Lines of data:
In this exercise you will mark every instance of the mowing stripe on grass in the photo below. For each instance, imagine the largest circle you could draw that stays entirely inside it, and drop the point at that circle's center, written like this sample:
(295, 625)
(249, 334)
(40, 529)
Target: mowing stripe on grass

What is needed = Reproduce the records above word for word, keeping each line as it appears.

Solution to this problem =
In this exercise you will mark every instance of the mowing stripe on grass in the photo below. For each instance, imagine the largest circle you could draw that stays entirely inside it, and drop the point at that circle's center, written like this sample:
(295, 625)
(249, 334)
(40, 529)
Target: mowing stripe on grass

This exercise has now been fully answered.